INSTRUCTIONS TO FOLLOW >> Please rewrite all the rows below as a numbered list, skipping any blank lines.

Records from a point labeling set:

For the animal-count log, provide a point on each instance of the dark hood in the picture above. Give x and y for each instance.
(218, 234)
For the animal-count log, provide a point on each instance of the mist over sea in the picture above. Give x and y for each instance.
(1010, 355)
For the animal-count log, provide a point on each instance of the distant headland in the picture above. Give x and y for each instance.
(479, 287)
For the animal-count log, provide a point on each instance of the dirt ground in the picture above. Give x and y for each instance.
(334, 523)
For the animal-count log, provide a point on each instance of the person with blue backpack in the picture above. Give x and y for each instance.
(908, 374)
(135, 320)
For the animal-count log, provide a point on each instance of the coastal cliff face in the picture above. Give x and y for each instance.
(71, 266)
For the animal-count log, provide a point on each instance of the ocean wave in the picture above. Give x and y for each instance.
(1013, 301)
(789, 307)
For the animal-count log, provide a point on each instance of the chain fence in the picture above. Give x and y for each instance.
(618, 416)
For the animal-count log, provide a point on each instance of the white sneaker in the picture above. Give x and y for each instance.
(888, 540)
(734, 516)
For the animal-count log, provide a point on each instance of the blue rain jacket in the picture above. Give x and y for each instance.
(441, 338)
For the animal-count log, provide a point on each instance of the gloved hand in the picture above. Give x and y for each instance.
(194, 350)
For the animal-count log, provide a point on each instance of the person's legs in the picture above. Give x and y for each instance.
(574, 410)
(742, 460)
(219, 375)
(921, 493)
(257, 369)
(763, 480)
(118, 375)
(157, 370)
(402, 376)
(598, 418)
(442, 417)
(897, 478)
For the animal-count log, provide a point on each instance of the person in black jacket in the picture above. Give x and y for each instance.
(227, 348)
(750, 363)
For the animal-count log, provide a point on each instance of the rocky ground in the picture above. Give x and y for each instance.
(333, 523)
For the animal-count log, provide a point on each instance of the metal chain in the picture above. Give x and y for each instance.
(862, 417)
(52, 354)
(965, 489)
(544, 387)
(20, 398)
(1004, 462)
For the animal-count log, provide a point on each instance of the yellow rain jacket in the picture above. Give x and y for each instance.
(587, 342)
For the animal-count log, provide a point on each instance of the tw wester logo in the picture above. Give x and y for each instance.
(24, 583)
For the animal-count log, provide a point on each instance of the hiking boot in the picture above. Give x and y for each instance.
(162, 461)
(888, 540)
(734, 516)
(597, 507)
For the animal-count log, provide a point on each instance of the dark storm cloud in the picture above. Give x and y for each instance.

SOLUTION FOR THIS TASK >>
1. For the animal-count log, provide a point on each instance of the dark hood in the picture above. Give x and y for each instance.
2. (218, 234)
3. For the animal-count log, provide a point on each instance of the mist over sea in the picture above. Give x and y for each instance.
4. (1010, 355)
5. For the animal-count log, provide a point on each instance of the distant headland in the picture above. Give x and y for each instance.
6. (479, 287)
7. For the animal-count log, provide a point on each instance of the dirt ground in the picture above. Give x and y for each instance.
8. (334, 523)
9. For the animal-count log, provide a point on each instance of the person with blue backpack in the picture above. Give x and y for each instance.
10. (908, 374)
11. (135, 320)
12. For the animal-count log, provide a point on each instance of the coastal cliff face in the picture above. Give x and y for each instance.
13. (71, 266)
14. For the animal-count log, provide a point on each instance of the ocean wave in the picture above. Give x and y for each instance.
15. (1013, 301)
16. (789, 307)
17. For the animal-count log, provide a point on each instance of the chain fence in the picture above. Give x and y for each instance.
18. (618, 416)
19. For the animal-count log, provide a point on each instance of the white sneaker in the picture above. Give x and y for each instance.
20. (888, 540)
21. (734, 516)
22. For the animal-count log, provide a point on each instance of the blue rain jacket in the picture above. Give x and y for each instance.
23. (441, 338)
24. For the animal-count log, provide a point on each instance of the gloved hand in the picture above. Give x and y for each instance.
25. (194, 350)
26. For the animal-count log, provide a point on each instance of the person's legs in the picture above. Give x and y for each instance.
27. (574, 410)
28. (742, 460)
29. (219, 375)
30. (921, 493)
31. (257, 369)
32. (763, 480)
33. (118, 375)
34. (157, 370)
35. (402, 376)
36. (598, 418)
37. (442, 417)
38. (897, 478)
39. For the animal-count log, provide a point on each instance of the person in black jacket in the picture above. Give x and y for each instance.
40. (227, 348)
41. (750, 363)
42. For the animal-count log, provide a point on each instance of the rocky ground in the picture above. Give x and y for each instance.
43. (333, 523)
44. For the animal-count log, provide a point on each instance of the metal chain in the picture above. Give x and y for each instance.
45. (862, 417)
46. (52, 354)
47. (965, 489)
48. (544, 387)
49. (20, 398)
50. (1004, 462)
51. For the animal-count log, provide a point on each instance of the yellow rain jacket in the picture above. Give x and y for each instance.
52. (587, 342)
53. For the animal-count log, provide a point on each instance of the tw wester logo in the picture above. Give x and y for each instance.
54. (24, 583)
55. For the animal-count log, provide a point on each instance of the hiking boot in the picture above. Give x and y for each instance.
56. (162, 461)
57. (888, 540)
58. (734, 516)
59. (597, 507)
60. For the animal-count log, provide a point on each instance of the dark storm cloud in the picture above. Give x and y for each instance.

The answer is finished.